In 1821, the Greek revolution ran on bread baked in Piana. The armies of Theodoros Kolokotronis, gathering in the mountain villages above the Arcadian plain before their assault on the Ottoman capital of Tripolitsa, needed feeding. The church of Panagitsa Polykammeni — the church the Ottomans had reportedly tried to burn several times, hence its name, 'the much-burned' — still held a wood-burning oven in its courtyard. From those ovens, Piana kept the camps supplied. The revolution is full of generals and battles; it is less often remembered that someone had to bake the bread.
Piana sits on the slopes of the Mainalo mountain, above the plain of Arcadia, near the ruins of the ancient city of Dipaia. The terrain is steep and forested — exactly the kind of ground that the armed irregular fighters known as the Armatoloi and Kleftes had exploited for generations before 1821. During the Ottoman period these fighters, outlaws and resisters depending on one's point of view, used the mountains as refuges and staging grounds. When the revolution came, the inaccessibility that had always defined Piana became a military asset. Kolokotronis established command posts in the surrounding villages — Piana, Dimitsana, Stemnitsa, Zarachova — and the local population fed and sheltered the fighters preparing to take Tripolitsa. The village's population today is just 57 people (2021 census). The mountains haven't changed.
Seven kilometers west of Piana lies Limpovisi, the ancestral home of the Kolokotronis family. Theodoros Kolokotronis — called *Geros tou Moria*, the Old Man of the Morea — grew up here and in these mountains. A Venetian census of 1711 recorded 500 residents at Limpovisi; today it is a hamlet, but the Kolokotronis family house has been restored and functions as a museum. The church of Ai-Yannis stands in the courtyard. Nearby, the depopulated settlement of Arkoudorevma — abandoned as an official settlement in 1928 — occupies a gorge where ruins of old houses survive alongside a stone spring tap and the 1719 church of the Virgin Mary. The territory was mountainous enough that it too served as a reorganization point for revolutionary forces before the battles of 1821. The waters of the Arkoudorevma gorge eventually join the Elissonas river, which crosses the plain of Piana below.

Data listing
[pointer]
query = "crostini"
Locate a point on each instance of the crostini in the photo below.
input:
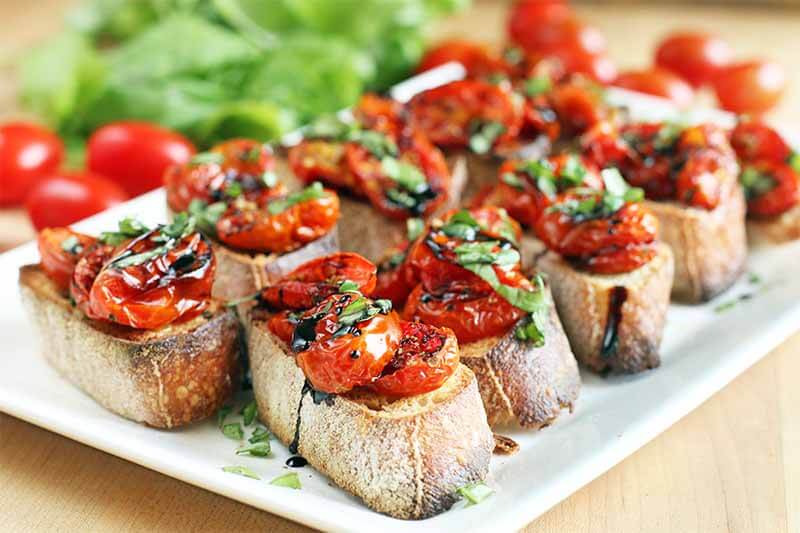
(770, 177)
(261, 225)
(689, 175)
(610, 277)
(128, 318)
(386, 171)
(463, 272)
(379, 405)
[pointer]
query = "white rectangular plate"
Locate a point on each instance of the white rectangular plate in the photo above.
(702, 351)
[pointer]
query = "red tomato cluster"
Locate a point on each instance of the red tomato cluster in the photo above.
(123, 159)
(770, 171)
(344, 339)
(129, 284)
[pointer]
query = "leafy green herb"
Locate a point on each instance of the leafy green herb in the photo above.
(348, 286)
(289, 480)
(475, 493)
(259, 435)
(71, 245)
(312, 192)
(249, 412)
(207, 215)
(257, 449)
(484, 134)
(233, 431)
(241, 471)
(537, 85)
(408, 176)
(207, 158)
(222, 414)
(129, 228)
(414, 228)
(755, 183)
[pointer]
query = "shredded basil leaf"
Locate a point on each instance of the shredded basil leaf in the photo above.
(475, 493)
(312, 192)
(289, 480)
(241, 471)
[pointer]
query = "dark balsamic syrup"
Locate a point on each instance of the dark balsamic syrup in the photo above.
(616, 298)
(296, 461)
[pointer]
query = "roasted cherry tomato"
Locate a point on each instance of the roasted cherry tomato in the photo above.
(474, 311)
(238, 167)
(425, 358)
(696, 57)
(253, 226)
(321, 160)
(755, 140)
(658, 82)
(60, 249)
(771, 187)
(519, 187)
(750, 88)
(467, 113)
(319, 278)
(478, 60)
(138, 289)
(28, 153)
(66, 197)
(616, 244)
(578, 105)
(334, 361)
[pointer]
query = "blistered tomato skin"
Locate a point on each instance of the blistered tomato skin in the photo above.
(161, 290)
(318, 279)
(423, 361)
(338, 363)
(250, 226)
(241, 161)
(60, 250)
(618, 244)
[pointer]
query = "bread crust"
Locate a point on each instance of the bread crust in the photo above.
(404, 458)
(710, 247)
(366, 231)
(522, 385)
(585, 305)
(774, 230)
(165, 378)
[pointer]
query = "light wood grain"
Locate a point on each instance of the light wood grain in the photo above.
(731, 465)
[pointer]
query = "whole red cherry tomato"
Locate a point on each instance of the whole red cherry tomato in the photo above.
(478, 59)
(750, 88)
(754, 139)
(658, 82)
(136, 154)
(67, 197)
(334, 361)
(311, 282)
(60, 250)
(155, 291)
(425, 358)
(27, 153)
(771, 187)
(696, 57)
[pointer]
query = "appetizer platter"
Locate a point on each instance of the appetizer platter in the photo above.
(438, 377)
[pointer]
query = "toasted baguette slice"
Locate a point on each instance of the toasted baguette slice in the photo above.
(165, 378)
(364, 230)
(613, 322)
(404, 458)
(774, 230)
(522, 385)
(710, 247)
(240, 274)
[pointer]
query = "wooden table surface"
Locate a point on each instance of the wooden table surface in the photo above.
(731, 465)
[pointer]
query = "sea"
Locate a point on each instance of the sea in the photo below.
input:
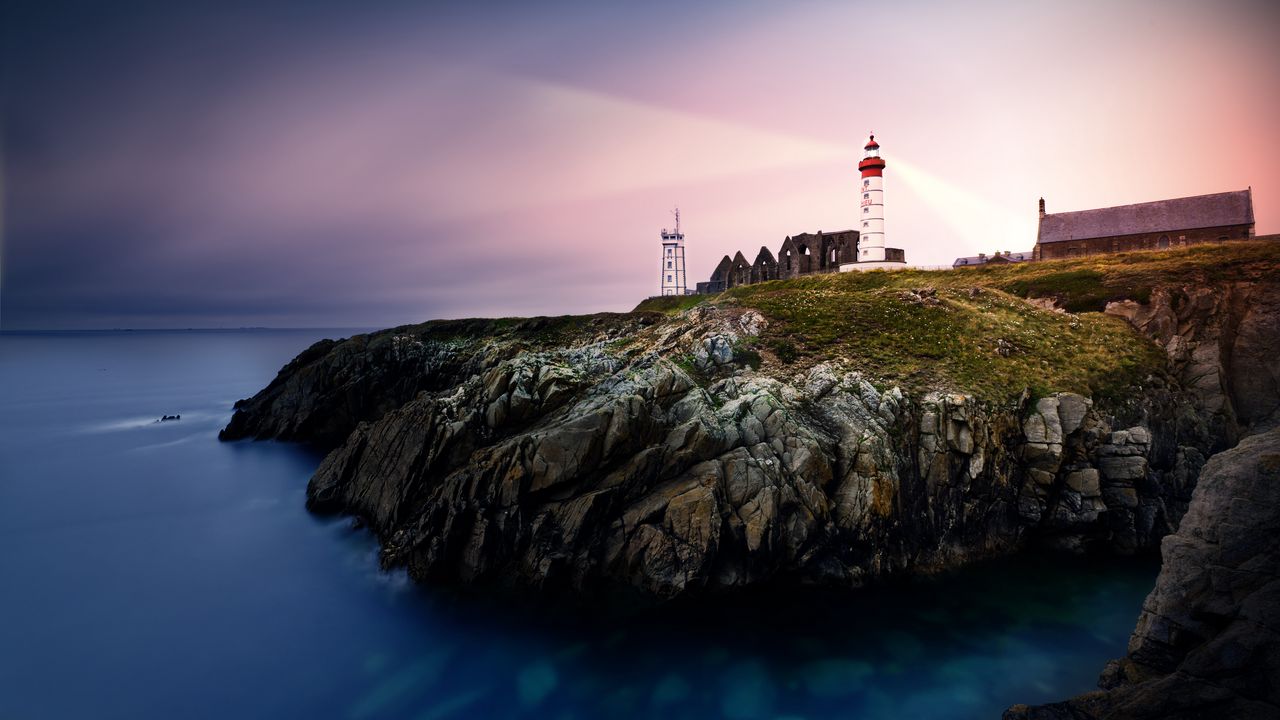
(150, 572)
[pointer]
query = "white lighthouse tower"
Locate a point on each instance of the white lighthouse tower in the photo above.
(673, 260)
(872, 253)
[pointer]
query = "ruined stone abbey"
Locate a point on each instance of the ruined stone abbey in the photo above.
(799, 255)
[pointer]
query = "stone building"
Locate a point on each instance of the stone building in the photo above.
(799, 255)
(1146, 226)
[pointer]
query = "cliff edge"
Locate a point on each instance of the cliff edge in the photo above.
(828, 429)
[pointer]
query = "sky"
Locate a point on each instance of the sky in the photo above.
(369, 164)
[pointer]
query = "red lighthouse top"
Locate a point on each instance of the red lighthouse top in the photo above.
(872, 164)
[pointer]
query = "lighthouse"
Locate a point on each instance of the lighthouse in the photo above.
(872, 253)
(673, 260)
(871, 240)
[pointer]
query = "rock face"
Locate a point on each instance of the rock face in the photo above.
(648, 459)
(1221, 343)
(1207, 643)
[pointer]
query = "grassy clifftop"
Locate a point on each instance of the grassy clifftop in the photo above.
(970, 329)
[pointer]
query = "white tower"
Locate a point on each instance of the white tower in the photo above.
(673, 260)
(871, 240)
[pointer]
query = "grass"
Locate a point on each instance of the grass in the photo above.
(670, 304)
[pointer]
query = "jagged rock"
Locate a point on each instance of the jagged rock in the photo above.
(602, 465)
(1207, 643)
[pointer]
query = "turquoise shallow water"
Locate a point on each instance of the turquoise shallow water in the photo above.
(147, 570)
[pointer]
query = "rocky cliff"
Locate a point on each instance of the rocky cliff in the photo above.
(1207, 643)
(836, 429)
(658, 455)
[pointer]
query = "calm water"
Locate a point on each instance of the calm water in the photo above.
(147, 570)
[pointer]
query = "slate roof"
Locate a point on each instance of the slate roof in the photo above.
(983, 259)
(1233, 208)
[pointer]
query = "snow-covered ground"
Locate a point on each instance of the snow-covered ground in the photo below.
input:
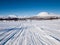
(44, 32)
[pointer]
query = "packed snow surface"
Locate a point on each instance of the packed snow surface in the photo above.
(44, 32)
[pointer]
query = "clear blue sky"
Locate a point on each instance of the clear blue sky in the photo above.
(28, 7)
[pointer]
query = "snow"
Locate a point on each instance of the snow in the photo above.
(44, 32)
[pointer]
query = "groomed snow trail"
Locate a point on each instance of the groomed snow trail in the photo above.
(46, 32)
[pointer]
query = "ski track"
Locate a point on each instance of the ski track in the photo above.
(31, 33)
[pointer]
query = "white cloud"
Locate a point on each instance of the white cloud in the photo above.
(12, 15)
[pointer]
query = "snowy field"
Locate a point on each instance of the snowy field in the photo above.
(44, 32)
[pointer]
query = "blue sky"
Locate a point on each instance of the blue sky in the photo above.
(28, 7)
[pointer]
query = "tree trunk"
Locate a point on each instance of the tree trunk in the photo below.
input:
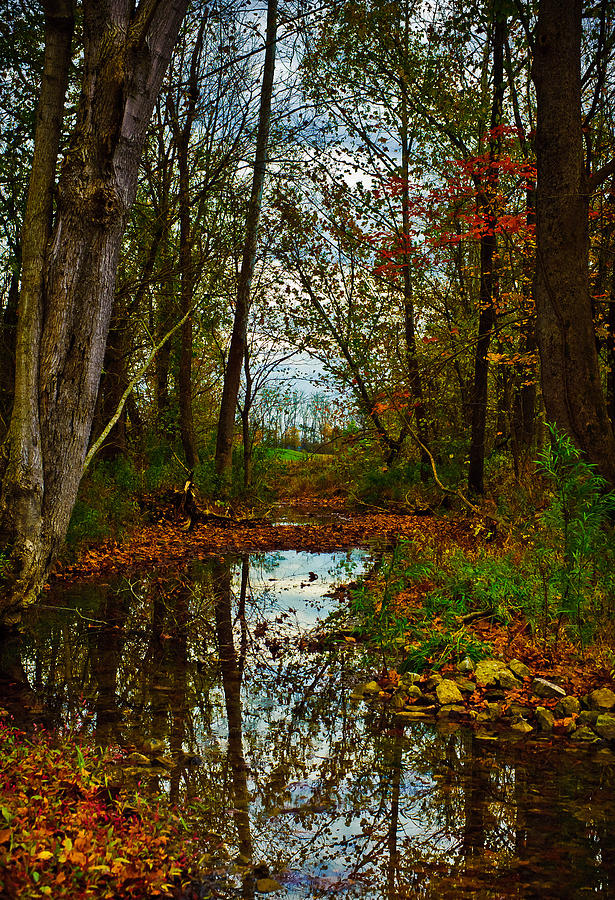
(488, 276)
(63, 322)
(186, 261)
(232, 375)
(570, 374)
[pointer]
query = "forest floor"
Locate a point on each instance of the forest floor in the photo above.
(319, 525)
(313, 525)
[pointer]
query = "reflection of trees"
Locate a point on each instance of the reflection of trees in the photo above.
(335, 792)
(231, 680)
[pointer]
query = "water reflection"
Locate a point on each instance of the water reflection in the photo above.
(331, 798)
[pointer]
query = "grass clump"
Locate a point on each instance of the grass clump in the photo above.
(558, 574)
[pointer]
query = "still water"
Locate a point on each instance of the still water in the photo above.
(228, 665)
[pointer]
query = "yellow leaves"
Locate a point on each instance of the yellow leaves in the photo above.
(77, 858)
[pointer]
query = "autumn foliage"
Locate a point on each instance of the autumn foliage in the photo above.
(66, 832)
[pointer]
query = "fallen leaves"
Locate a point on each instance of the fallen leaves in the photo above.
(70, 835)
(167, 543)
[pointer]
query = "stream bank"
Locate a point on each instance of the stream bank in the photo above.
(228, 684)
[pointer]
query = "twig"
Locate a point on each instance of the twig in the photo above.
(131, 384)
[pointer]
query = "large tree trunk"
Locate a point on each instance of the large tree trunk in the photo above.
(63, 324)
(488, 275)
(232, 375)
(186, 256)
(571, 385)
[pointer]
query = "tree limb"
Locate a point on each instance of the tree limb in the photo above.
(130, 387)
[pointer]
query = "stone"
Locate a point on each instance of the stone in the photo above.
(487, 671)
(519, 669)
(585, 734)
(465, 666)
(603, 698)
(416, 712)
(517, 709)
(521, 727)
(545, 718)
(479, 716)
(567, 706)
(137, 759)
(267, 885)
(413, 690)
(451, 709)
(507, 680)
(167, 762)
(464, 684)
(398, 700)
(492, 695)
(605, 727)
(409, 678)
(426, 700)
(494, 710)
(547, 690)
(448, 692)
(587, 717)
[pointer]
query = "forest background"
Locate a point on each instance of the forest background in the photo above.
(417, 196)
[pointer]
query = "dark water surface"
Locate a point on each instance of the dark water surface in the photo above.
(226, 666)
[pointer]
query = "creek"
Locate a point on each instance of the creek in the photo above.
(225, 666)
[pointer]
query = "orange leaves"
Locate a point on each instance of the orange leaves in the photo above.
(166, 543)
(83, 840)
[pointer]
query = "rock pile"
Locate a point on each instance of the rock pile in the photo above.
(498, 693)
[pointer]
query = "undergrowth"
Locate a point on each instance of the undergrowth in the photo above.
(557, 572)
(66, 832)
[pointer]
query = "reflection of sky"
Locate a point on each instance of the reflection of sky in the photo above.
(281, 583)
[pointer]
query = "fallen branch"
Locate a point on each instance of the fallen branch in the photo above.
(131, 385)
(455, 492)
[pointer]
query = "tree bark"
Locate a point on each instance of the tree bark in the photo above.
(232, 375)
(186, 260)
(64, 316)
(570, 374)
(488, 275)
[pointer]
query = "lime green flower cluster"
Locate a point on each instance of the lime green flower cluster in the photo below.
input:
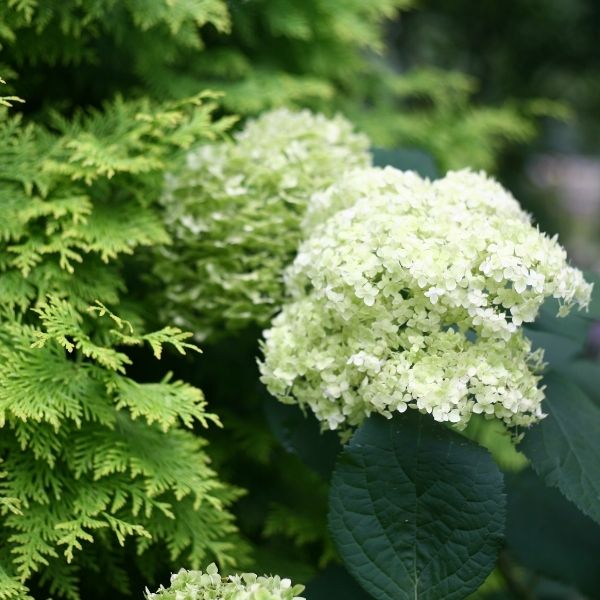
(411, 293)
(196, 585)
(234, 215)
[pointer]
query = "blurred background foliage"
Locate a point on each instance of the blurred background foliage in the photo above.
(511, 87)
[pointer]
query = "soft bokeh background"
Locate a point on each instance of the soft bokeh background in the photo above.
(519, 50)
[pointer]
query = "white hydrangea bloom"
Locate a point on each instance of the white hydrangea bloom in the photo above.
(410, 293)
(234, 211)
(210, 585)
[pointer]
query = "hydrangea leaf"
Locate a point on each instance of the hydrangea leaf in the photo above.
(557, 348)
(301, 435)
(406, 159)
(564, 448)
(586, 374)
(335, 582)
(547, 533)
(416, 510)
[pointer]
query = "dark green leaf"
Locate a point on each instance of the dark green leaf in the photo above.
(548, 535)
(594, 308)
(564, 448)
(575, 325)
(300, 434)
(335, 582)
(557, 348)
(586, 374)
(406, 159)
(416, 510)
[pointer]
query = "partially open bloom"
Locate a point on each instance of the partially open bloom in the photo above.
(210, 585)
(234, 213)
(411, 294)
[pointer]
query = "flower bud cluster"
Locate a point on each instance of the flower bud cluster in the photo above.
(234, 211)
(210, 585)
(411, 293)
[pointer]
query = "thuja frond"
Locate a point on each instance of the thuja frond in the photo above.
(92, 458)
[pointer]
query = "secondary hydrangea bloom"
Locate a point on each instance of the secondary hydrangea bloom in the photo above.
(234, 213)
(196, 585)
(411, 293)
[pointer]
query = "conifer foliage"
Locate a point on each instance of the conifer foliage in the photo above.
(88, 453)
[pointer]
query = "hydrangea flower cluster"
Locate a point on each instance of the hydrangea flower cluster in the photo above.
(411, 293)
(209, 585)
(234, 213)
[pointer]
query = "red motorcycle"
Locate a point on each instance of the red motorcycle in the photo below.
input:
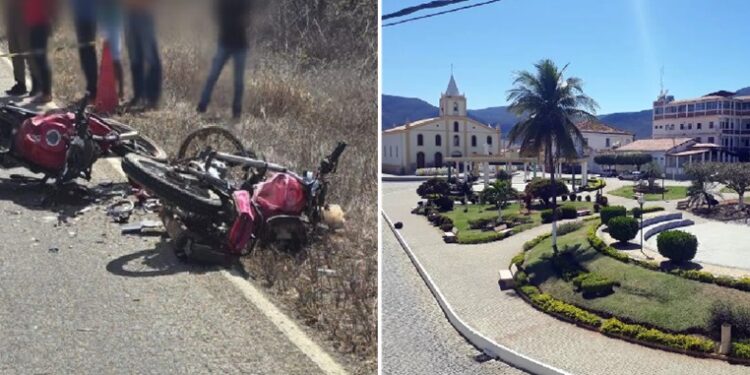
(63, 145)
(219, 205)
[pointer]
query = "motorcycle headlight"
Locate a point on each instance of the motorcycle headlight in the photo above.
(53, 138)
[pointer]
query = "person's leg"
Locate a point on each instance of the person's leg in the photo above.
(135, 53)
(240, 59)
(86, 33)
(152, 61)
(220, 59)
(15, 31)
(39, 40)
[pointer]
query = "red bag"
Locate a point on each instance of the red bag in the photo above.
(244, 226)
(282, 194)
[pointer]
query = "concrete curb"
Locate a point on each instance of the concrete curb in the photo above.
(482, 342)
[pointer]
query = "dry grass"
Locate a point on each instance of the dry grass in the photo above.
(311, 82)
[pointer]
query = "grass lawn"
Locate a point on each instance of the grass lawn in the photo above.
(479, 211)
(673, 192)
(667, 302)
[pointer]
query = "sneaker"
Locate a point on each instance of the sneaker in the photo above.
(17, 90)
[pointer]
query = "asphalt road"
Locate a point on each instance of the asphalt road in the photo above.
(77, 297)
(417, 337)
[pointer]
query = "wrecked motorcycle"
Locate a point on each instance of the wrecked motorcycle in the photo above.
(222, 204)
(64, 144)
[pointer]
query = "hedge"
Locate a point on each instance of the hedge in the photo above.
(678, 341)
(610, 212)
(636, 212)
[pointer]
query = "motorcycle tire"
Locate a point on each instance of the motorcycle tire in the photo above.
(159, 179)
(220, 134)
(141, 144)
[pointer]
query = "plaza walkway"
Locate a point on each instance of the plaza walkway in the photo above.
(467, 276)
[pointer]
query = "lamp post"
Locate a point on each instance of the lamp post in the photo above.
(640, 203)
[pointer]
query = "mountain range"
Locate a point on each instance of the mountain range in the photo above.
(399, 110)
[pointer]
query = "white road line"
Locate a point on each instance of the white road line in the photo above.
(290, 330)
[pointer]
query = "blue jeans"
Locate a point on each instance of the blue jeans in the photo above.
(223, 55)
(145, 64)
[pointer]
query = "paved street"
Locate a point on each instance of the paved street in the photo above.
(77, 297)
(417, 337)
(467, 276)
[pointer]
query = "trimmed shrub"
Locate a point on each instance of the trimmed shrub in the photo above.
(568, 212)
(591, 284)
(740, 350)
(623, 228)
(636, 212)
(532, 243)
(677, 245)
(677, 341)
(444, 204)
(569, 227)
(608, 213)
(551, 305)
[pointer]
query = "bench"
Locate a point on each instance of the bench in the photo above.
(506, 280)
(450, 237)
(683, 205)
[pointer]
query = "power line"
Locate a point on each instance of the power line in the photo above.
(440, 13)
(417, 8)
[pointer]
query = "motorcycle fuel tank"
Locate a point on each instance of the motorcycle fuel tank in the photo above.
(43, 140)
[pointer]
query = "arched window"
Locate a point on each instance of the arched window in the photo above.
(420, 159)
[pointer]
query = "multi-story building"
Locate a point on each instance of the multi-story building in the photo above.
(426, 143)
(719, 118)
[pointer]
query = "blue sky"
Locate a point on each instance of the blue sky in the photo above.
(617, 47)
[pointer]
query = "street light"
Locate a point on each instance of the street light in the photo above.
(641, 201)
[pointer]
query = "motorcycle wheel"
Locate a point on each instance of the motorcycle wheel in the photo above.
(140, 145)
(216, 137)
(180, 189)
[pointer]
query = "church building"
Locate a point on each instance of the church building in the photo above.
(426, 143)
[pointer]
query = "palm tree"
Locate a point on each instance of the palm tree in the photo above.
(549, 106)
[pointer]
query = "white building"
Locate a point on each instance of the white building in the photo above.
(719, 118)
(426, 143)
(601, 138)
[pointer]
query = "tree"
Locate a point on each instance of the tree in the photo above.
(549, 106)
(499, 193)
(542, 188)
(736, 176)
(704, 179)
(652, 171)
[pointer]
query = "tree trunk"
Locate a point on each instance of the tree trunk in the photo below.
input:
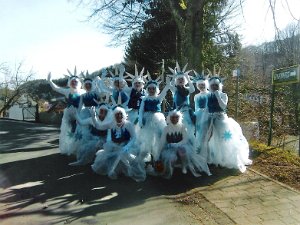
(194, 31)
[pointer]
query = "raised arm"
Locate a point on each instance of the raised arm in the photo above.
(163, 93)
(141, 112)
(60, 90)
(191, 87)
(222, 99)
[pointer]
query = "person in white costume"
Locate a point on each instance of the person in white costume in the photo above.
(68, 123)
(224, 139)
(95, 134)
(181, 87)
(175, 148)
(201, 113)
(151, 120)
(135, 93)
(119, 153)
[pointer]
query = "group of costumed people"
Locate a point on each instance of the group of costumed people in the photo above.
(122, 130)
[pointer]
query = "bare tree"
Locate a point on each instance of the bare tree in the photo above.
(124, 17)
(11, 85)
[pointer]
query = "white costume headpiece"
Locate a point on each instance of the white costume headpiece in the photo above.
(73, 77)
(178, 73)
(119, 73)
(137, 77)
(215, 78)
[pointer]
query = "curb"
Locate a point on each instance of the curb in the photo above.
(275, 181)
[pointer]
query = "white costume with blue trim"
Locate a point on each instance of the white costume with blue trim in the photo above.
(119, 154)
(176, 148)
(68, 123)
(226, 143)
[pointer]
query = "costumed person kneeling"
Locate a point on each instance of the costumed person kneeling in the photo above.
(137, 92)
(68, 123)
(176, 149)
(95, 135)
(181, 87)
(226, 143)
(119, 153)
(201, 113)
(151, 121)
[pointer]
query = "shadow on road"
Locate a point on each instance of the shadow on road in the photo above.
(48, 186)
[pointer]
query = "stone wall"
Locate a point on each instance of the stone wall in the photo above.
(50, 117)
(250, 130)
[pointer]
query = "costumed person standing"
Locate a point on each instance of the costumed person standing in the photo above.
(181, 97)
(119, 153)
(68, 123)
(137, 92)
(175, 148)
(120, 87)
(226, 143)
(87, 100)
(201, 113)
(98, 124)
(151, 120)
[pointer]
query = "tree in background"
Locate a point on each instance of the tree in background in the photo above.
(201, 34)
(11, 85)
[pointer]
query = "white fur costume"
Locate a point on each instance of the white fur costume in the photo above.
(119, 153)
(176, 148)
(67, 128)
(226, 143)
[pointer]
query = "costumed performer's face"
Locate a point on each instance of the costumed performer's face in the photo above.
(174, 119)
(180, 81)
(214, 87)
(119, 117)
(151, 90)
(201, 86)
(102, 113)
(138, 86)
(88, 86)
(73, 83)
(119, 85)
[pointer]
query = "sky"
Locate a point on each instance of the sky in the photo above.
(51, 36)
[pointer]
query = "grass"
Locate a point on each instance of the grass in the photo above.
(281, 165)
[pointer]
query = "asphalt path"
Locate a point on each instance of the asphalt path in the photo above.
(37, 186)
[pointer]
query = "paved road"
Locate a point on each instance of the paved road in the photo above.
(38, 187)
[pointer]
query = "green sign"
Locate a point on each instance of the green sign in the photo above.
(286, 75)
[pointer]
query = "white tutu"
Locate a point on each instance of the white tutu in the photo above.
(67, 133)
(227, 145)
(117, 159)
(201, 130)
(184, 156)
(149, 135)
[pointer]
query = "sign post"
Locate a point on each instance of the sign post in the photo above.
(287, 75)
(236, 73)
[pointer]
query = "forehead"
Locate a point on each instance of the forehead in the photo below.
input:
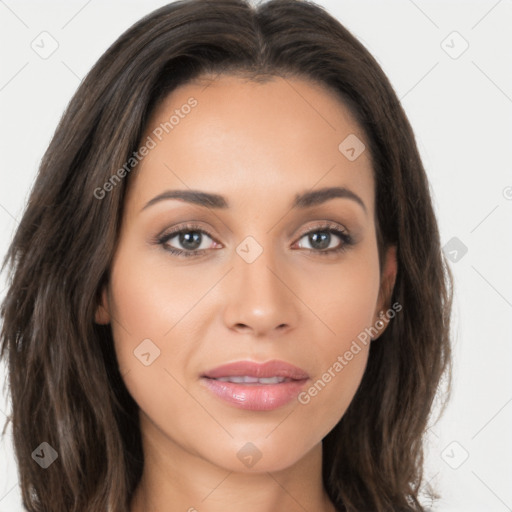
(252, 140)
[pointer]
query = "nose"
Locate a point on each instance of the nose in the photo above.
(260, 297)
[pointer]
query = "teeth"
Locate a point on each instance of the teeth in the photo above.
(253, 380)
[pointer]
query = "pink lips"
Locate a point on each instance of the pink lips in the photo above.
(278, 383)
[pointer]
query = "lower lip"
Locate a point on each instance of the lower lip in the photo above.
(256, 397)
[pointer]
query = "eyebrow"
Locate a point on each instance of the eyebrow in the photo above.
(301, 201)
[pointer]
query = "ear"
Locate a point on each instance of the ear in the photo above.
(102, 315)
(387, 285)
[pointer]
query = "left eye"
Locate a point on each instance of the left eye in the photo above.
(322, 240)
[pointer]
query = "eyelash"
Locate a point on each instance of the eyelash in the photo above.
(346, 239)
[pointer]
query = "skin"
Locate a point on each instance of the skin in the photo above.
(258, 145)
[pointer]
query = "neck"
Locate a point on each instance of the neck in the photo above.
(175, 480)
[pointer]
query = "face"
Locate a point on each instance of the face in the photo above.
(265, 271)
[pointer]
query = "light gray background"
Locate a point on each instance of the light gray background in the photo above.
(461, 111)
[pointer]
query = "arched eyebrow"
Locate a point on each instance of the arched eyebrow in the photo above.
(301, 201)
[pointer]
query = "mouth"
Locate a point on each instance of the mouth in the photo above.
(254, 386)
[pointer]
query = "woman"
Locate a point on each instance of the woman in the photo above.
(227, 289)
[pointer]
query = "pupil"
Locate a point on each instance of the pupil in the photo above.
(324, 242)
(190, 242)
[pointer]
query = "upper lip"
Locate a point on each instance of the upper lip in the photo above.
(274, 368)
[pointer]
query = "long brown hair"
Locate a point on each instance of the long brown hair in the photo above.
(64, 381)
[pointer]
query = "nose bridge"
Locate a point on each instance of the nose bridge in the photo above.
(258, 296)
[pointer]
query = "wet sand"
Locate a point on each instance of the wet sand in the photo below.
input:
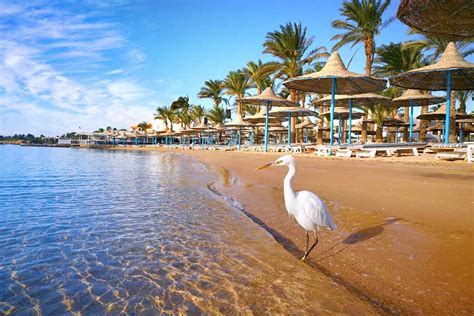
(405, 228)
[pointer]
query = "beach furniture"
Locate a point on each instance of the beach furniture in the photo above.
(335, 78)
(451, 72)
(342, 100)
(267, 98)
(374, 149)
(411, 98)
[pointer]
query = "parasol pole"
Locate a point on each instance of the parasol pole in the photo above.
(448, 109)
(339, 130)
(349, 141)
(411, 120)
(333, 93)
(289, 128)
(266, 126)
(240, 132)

Your goal
Reproduce the passage about Piana word for word, from "In 1821, the" to "bake the bread.". The lines have nothing to do with the text.

Answer
In 1821, the Greek revolution ran on bread baked in Piana. The armies of Theodoros Kolokotronis, gathering in the mountain villages above the Arcadian plain before their assault on the Ottoman capital of Tripolitsa, needed feeding. The church of Panagitsa Polykammeni — the church the Ottomans had reportedly tried to burn several times, hence its name, 'the much-burned' — still held a wood-burning oven in its courtyard. From those ovens, Piana kept the camps supplied. The revolution is full of generals and battles; it is less often remembered that someone had to bake the bread.